ASSIGNMENT
Your answer should repeat every line of the records below in which the word "each" appears.

[Collected data]

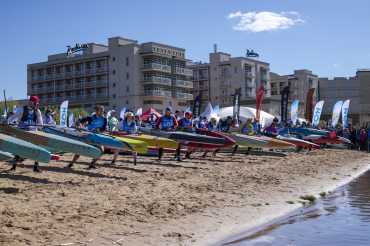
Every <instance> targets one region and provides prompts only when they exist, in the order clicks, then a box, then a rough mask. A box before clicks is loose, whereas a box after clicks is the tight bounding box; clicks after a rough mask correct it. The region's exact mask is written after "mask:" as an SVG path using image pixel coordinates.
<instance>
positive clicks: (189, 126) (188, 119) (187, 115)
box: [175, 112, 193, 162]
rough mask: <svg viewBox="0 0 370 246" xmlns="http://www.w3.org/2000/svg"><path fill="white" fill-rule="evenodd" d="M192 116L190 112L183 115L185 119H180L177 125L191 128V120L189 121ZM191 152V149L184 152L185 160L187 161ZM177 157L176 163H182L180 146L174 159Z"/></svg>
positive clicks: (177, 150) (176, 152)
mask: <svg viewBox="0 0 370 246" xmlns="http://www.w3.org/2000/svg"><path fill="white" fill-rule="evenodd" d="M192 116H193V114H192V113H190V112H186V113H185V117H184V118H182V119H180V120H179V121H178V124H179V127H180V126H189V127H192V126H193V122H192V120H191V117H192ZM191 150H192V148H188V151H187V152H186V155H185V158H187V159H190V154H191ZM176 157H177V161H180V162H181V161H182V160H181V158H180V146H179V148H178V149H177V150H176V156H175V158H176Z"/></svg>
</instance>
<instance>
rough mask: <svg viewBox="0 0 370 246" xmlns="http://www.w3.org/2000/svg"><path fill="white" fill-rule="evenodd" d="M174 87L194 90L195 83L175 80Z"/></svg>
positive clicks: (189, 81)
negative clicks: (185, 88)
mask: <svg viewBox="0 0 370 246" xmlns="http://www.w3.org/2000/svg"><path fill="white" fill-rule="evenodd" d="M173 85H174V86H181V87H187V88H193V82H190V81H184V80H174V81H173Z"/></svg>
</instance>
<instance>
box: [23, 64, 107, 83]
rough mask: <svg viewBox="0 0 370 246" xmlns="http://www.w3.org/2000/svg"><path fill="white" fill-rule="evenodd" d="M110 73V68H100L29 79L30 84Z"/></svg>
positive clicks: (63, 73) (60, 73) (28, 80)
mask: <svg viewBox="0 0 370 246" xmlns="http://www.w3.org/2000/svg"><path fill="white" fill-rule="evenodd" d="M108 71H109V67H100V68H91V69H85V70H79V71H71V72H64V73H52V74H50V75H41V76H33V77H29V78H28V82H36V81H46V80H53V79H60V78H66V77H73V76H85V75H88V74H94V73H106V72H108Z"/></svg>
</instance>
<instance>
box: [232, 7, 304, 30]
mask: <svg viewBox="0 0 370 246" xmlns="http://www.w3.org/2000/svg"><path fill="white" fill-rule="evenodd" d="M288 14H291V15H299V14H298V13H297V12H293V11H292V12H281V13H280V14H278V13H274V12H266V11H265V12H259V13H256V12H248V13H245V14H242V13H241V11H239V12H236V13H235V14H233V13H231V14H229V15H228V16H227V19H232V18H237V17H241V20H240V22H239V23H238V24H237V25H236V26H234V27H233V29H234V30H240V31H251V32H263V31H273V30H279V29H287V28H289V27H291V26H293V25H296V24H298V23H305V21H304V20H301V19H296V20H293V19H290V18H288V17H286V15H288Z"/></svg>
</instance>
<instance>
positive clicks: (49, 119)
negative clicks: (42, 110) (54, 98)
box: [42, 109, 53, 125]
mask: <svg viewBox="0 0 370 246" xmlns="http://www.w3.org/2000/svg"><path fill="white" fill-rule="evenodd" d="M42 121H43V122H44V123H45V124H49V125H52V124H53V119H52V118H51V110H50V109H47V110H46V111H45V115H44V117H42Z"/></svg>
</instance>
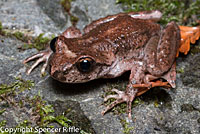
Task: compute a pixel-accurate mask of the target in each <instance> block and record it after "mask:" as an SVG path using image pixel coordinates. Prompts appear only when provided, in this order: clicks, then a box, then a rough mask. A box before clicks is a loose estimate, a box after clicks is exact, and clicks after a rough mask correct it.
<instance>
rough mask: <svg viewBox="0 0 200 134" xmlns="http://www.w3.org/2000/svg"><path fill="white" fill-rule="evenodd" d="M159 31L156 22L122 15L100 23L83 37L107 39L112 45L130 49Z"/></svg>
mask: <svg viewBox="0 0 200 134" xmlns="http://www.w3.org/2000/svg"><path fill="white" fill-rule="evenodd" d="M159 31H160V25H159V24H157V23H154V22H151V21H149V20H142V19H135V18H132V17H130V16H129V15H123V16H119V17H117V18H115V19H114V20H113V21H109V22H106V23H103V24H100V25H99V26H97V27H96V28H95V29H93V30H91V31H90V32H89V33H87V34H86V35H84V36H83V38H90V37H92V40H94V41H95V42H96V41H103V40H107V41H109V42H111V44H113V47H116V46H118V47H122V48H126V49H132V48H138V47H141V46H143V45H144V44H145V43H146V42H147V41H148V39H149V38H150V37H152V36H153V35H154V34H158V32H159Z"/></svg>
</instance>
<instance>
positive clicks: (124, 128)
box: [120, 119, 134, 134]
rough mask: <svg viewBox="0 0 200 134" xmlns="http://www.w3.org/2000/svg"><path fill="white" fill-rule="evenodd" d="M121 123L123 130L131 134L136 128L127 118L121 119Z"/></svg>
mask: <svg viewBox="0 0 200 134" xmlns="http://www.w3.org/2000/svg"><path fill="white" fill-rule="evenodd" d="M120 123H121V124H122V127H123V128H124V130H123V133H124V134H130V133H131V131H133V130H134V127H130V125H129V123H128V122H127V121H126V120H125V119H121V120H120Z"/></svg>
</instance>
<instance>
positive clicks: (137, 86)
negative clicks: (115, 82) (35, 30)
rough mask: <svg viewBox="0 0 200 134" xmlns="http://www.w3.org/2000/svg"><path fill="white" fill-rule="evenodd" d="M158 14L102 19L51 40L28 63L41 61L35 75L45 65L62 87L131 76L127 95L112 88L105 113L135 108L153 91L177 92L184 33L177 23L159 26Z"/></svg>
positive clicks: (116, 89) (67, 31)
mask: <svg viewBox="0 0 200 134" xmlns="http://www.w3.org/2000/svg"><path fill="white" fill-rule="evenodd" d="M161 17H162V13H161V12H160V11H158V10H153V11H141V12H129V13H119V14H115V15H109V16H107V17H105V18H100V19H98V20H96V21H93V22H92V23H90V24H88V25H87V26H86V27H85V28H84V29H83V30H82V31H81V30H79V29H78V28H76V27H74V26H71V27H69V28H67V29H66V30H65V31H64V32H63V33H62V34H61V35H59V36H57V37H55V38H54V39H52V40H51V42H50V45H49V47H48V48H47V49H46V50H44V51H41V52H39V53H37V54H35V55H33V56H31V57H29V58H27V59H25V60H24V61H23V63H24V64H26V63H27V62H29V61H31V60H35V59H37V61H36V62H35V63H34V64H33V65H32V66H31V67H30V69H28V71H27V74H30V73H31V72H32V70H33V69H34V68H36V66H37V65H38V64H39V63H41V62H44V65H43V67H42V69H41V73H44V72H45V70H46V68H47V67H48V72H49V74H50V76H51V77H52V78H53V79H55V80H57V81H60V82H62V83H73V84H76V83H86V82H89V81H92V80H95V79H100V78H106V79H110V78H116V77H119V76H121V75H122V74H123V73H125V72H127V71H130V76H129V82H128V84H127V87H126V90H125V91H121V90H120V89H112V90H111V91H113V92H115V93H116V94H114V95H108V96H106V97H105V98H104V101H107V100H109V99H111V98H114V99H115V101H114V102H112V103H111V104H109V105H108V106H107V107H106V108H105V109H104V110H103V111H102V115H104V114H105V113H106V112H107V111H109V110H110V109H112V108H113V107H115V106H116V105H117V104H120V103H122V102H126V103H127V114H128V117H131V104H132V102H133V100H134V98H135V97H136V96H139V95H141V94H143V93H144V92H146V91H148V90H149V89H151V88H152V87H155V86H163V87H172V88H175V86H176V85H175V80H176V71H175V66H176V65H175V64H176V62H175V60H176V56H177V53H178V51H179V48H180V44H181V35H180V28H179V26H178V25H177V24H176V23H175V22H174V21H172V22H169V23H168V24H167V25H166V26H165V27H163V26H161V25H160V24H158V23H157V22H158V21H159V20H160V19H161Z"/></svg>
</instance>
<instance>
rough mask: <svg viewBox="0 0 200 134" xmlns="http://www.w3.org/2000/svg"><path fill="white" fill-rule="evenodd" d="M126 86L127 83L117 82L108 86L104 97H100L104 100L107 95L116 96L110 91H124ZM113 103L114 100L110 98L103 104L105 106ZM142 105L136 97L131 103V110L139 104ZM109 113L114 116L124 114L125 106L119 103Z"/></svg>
...
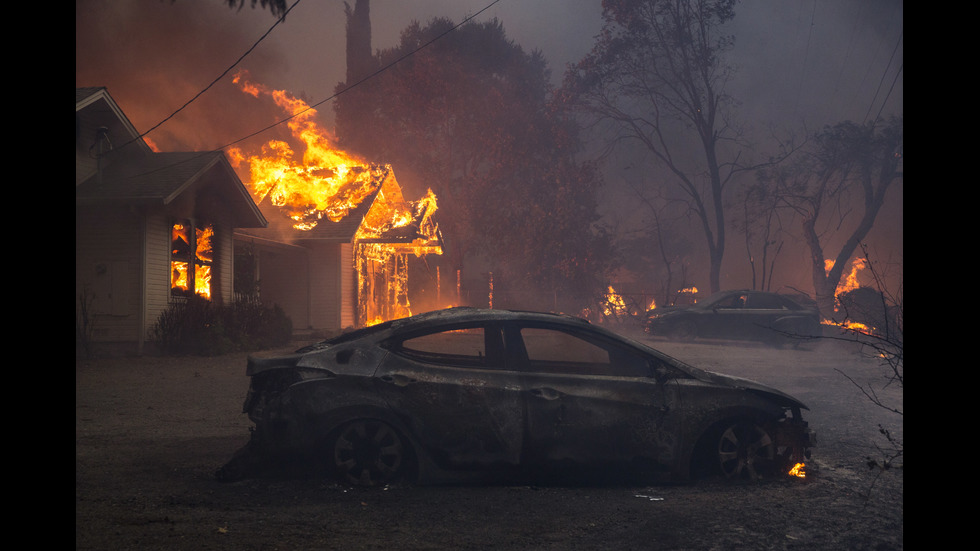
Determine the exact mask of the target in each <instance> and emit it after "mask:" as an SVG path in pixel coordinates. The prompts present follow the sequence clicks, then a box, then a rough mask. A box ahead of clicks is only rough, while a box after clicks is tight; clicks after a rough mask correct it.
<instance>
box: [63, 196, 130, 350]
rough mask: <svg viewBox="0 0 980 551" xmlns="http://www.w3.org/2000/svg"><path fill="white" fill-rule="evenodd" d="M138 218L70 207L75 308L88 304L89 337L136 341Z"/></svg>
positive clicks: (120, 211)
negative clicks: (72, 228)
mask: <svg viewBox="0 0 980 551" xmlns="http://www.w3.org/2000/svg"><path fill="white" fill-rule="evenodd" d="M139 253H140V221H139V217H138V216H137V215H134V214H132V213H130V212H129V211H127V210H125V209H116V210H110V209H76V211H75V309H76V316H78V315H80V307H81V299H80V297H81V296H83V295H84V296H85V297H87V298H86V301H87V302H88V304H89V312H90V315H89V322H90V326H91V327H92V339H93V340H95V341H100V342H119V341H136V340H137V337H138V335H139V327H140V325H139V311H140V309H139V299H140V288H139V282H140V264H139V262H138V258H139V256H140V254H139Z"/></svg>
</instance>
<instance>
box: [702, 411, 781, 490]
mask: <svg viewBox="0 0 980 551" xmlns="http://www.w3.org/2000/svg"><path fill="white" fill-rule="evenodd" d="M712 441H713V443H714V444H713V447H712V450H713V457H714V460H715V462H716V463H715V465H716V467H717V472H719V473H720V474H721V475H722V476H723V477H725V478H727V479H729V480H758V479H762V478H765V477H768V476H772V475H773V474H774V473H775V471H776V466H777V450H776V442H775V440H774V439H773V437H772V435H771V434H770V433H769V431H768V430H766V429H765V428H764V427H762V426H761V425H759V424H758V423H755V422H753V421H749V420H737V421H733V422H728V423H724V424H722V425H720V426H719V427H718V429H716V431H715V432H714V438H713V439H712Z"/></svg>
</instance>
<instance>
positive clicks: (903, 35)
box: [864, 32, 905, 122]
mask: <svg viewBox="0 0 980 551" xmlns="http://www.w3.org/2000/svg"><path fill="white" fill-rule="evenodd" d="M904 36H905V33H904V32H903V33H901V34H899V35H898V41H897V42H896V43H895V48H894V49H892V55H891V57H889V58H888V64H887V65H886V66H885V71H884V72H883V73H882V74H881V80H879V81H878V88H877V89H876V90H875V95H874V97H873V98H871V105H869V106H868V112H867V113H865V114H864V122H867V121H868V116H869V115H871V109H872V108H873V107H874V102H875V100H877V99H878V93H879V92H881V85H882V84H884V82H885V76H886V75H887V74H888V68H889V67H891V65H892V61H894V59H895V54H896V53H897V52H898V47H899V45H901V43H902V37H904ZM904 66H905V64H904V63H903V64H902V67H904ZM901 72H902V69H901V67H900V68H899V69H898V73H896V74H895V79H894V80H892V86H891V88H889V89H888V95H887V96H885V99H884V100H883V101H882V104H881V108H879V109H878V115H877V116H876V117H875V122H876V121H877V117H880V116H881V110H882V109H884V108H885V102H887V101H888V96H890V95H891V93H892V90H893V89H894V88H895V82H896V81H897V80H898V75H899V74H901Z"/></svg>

RESULT OF THE EXERCISE
Task: compute a pixel-accurate mask of the target in each <instance> block and record it after "mask:" as an SVG path using image pixel coordinates. Prompts appear only when provided, in this order: clicks, then a box, then a rough mask. A box before clicks is a loose estimate, a box after clicks is exact, and clicks after a rough mask correct it.
Determine the exact mask of the target in each <instance> and emit it after "mask:" as an SVG path in pixel coordinates. The prompts present follow the sequence clicks, then a box, then a rough mask. A box ahead of clicks is only rough, while a box after clicks is tight; clicks after a rough mask correct it.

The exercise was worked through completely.